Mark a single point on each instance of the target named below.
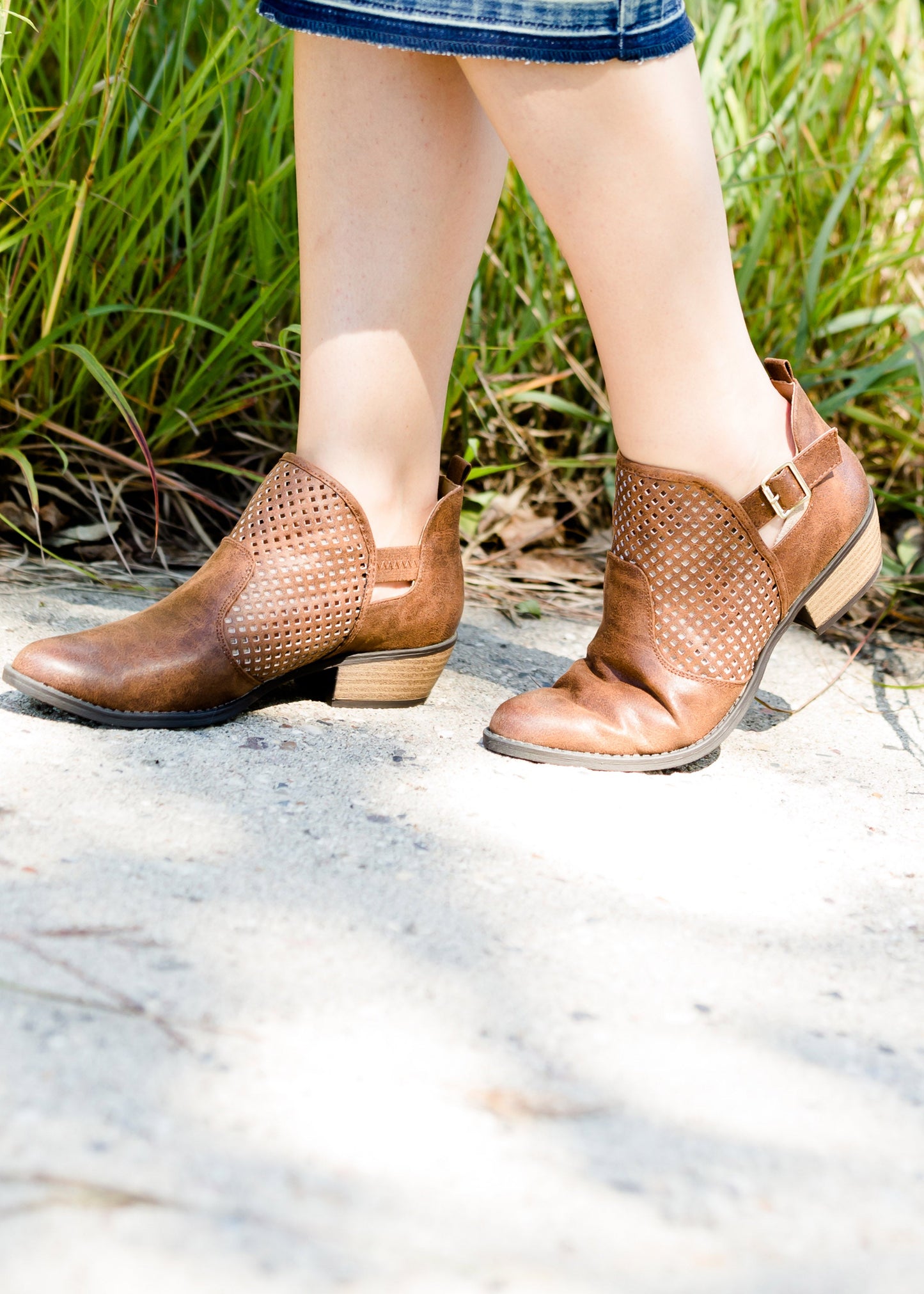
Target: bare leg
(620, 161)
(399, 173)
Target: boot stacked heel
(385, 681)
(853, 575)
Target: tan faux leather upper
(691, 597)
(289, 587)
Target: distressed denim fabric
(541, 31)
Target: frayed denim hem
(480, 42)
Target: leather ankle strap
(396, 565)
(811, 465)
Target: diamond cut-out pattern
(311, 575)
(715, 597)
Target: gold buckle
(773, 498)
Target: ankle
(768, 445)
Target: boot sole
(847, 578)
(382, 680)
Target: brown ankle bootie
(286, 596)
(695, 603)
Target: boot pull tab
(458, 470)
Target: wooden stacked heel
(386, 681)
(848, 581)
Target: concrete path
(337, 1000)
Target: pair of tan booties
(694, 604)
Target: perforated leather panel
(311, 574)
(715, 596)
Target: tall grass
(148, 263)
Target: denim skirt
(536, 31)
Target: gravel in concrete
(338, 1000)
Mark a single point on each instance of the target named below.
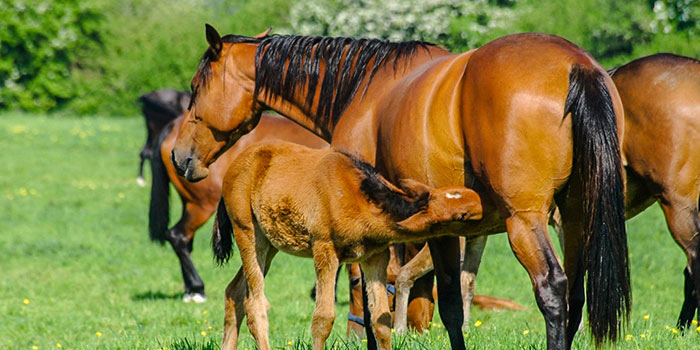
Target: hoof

▶ **EXERCISE REQUIREMENTS**: Make an exact copy of the listing. Do not carry over its pictures.

▶ **ANSWER BOX**:
Mark a single point on each instance of the target named below.
Target: bare leg
(620, 161)
(399, 173)
Target: boot stacked heel
(385, 681)
(853, 575)
Target: tan faux leather upper
(691, 597)
(289, 587)
Target: distressed denim fabric
(541, 31)
Target: frayed denim hem
(480, 42)
Target: leather ankle strap
(396, 565)
(811, 465)
Target: diamond cut-out pattern
(311, 575)
(715, 597)
Target: gold buckle
(773, 498)
Target: ankle
(768, 445)
Target: boot sole
(847, 578)
(382, 680)
Target: brown ankle bootie
(286, 596)
(695, 603)
Target: boot pull tab
(458, 470)
Target: wooden stacked heel
(386, 681)
(848, 581)
Target: concrete path
(337, 1000)
Target: pair of tan booties
(694, 604)
Target: perforated leather panel
(311, 574)
(715, 596)
Target: tall grass
(148, 263)
Target: denim skirt
(536, 31)
Target: gravel in concrete
(338, 1000)
Mark a single point on each instance of the target named below.
Target: hoof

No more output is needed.